- **Selected passage**
People-to-People travel is an initiative allowing U.S. citizens to travel to Cuba on a limited basis to participate in cultural experiences and have direct contact with the Cuban people to learn more about them and their culture, while they learn about the American way of life. This is a highly rewarding educational experience, where you enjoy direct engagement with the Cuban people you will meet. IE’s people-to-people activities focus on education and cultural exchange as you meet Cuban musicians, artists, architects and more. International Expeditions offers authorized people-to-people travel to Cuba that engages participants in meaningful interactions with individuals in Cuba.
Cuba: Classic Art & Culture
Cuba: Classic Art & Culture
Allow yourself to be swept away by the profoundly original art and literature of Cuba on IE’s newest people-to-people Cuba travel program. This journey includes stopping to chat with artists in their studios, surveying Hemingway’s former home and favorite bars and discovering the Afro-Cuban history of the Varadero Peninsula.
Meet Cuban Entrepreneurs
Highlighting the journey are opportunities to mingle with Cuba’s new generation of entrepreneurs – restaurant owners. Family run paladars offer the best cuisine, plus chances to discuss the changing face of Cuba’s economy with private business owners.
The sample itinerary below can be customized to take full-advantage of your travel time and interests.
Cuba Art and Culture Musician in Havana
Cuba Art and Culture: Jose Fuster community project
Cuba Art and Culture: Viñales
Cuba Art and Culture: Malecon
Cuba Art and Culture: Tobacco in Viñales
Classic Art & Culture Cuba Itinerary
Our Cuba people-to-people travel program begins in Miami with a briefing and welcome reception before an overnight at the Cambria Suites Miami Airport.
Miami / Havana
Board our charter flight to Havana. Discuss Havana’s past and future with our local guide while stopping at iconic sites such as Revolution Square. Enjoy dinner in Old Havana at La Imprinta and stroll to the famed Floridita bar, a favorite haunt of Hemingway known as the “Cradle of the Daiquiri”. Our path takes us along a lively pedestrian boulevard, where we mingle with locals out for an evening walk. Spend four nights at the Saratoga Havana or Parque Central in Old Havana. (D)

- **Exercise materials**
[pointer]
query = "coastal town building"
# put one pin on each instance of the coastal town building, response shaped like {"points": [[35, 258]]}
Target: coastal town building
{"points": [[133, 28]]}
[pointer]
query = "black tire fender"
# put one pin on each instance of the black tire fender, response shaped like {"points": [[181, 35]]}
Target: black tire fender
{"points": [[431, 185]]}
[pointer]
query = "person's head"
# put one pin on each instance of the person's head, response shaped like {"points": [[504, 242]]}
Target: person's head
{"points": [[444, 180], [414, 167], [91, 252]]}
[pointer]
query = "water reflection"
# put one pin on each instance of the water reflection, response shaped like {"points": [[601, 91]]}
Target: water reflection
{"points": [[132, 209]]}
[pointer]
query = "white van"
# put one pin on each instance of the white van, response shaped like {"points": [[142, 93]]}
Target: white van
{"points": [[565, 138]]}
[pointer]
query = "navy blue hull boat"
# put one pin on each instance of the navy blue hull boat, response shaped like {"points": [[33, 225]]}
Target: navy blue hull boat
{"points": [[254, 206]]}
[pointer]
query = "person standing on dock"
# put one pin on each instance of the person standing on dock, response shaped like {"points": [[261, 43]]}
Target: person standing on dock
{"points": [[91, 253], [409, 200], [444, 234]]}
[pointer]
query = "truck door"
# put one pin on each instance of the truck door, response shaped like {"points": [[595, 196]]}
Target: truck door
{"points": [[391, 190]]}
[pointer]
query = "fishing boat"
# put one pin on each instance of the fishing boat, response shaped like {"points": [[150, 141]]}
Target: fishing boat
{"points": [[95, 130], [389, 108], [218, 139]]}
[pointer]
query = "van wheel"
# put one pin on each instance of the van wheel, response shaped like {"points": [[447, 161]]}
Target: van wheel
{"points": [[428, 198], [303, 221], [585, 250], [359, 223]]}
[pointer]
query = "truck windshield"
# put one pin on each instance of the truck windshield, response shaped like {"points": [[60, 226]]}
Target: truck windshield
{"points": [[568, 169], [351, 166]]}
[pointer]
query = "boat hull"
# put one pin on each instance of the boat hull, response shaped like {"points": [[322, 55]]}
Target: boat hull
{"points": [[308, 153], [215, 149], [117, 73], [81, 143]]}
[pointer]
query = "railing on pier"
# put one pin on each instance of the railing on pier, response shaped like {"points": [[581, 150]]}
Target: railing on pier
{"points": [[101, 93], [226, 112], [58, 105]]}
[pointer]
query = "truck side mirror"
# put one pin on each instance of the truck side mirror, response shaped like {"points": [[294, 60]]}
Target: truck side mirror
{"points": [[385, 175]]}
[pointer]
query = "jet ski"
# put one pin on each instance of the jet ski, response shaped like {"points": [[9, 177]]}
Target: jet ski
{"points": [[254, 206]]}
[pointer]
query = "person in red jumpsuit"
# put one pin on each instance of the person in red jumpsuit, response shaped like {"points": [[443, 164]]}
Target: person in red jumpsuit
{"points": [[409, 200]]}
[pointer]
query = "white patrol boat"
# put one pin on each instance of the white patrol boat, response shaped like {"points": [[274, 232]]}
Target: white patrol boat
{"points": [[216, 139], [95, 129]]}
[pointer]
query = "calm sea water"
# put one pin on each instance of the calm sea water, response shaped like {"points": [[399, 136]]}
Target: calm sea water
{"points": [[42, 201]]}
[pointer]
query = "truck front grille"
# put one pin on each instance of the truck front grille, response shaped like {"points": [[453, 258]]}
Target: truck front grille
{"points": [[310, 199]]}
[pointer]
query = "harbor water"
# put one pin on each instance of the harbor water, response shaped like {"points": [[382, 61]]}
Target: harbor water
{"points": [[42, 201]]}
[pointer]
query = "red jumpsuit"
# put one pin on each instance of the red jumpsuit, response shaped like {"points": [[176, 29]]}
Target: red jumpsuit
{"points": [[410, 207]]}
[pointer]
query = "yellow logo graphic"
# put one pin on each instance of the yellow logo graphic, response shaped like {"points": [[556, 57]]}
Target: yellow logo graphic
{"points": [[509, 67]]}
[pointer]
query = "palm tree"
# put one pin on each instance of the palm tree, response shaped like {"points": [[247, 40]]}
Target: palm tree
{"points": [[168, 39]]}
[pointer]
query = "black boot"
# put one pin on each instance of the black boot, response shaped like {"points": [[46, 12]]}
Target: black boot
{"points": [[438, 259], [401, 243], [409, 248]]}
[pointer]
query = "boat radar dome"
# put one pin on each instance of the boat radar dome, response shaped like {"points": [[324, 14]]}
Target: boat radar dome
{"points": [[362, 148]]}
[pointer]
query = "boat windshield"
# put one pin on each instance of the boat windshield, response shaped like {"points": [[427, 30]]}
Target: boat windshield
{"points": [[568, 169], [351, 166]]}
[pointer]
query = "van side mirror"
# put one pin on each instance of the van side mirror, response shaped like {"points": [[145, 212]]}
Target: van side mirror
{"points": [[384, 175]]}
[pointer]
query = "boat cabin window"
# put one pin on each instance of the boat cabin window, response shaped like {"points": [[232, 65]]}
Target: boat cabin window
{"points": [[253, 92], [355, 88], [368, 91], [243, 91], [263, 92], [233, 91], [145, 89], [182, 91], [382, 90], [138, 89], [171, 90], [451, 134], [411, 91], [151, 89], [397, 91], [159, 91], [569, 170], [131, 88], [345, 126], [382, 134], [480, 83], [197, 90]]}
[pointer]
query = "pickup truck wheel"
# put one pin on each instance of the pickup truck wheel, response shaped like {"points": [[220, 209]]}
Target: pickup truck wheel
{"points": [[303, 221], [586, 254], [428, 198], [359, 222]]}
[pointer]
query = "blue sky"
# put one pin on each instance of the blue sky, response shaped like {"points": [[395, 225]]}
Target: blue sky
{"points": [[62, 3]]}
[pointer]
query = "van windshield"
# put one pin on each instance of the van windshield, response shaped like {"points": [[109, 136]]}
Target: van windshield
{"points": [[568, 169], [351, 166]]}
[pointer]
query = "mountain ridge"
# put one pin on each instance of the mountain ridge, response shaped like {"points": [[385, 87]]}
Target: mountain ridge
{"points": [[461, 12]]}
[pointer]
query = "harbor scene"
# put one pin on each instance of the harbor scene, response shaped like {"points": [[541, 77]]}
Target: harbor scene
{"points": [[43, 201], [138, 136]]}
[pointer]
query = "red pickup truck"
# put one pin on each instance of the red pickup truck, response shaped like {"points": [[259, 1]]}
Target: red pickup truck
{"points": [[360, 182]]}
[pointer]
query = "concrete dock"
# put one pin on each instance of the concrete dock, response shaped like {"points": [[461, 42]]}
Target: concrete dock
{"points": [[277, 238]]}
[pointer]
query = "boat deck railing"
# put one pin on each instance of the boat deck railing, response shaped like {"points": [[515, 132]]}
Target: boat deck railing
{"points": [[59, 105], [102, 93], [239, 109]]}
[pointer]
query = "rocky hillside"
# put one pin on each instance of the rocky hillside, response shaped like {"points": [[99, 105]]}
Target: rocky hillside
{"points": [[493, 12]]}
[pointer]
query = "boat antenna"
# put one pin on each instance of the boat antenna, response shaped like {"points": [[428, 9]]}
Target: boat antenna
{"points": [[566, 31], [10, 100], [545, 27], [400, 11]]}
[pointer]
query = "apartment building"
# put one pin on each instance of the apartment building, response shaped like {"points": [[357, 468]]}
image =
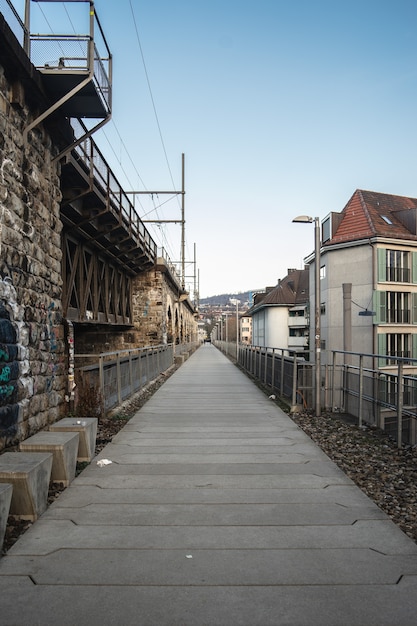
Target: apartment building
{"points": [[280, 316], [369, 251]]}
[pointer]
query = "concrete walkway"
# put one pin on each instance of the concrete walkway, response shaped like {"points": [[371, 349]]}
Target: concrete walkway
{"points": [[216, 510]]}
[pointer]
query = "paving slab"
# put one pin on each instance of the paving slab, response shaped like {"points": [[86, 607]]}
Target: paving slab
{"points": [[216, 509]]}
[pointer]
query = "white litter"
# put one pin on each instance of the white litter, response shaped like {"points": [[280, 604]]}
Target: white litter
{"points": [[104, 462]]}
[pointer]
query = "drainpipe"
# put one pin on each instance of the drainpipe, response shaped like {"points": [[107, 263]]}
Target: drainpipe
{"points": [[71, 365]]}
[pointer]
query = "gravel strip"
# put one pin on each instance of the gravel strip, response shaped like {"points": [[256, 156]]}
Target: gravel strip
{"points": [[371, 459]]}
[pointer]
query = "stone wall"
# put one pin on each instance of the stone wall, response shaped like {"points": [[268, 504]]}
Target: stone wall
{"points": [[161, 311], [32, 347]]}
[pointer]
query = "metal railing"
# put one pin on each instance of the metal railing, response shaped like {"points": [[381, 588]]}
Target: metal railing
{"points": [[116, 198], [385, 397], [277, 369], [382, 395], [14, 21], [119, 375]]}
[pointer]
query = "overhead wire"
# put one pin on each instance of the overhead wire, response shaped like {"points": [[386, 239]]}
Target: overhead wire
{"points": [[161, 231], [151, 94]]}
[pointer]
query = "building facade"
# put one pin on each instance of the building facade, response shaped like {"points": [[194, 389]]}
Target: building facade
{"points": [[280, 317], [368, 278]]}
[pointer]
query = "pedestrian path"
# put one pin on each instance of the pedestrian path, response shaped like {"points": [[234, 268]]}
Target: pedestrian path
{"points": [[216, 509]]}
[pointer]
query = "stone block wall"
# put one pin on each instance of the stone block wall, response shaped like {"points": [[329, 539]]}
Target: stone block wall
{"points": [[149, 306], [33, 378]]}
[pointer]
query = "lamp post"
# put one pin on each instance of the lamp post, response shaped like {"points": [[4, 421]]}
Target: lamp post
{"points": [[306, 219], [236, 301]]}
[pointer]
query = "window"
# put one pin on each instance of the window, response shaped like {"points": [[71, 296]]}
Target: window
{"points": [[398, 307], [395, 344], [397, 266]]}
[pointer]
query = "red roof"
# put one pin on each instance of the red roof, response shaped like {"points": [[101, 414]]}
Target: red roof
{"points": [[372, 214]]}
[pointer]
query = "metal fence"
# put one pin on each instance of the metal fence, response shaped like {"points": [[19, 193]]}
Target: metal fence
{"points": [[384, 396], [276, 369], [375, 389], [118, 375]]}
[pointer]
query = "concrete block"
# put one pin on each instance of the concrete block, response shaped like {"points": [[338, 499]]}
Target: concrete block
{"points": [[86, 427], [6, 491], [64, 448], [29, 473]]}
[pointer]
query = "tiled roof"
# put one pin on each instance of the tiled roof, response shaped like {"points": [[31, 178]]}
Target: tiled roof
{"points": [[372, 214], [291, 290]]}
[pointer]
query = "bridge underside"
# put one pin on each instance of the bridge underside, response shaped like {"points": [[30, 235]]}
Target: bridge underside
{"points": [[104, 242], [94, 290]]}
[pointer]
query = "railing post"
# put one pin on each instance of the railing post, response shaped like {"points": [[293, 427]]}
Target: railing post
{"points": [[101, 377], [294, 384], [273, 370], [333, 381], [281, 391], [400, 403], [130, 372], [360, 389]]}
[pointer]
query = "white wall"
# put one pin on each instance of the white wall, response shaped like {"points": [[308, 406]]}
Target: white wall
{"points": [[347, 265]]}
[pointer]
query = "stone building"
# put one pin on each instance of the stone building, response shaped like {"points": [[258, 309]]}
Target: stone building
{"points": [[73, 277]]}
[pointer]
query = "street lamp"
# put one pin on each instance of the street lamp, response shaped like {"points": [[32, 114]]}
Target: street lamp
{"points": [[306, 219], [236, 301]]}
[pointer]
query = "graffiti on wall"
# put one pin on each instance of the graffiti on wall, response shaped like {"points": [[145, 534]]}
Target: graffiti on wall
{"points": [[9, 375]]}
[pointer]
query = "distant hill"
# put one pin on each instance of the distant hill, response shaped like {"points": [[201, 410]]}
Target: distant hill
{"points": [[224, 298]]}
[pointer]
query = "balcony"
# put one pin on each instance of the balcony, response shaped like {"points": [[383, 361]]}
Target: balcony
{"points": [[76, 69]]}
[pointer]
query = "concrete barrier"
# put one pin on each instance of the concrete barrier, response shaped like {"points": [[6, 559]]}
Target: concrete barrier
{"points": [[30, 474], [64, 448], [87, 429]]}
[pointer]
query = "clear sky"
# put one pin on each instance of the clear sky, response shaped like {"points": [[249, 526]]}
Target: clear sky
{"points": [[280, 107]]}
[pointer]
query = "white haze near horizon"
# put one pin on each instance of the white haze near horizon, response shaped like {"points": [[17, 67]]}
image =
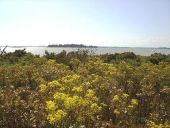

- **Problem set**
[A] According to the Cuba travel page, what nickname does the Floridita bar go by?
[B] Filter the rows, keeping only the lines that contain the string "dome".
The Cuba travel page and the rows have nothing to do with each other.

- **Answers to the exercises**
[A] The "Cradle of the Daiquiri".

[B]
query = "boat radar dome"
# put one pin on each instance of the boat radar dome, response shaped like {"points": [[324, 14]]}
Target: boat radar dome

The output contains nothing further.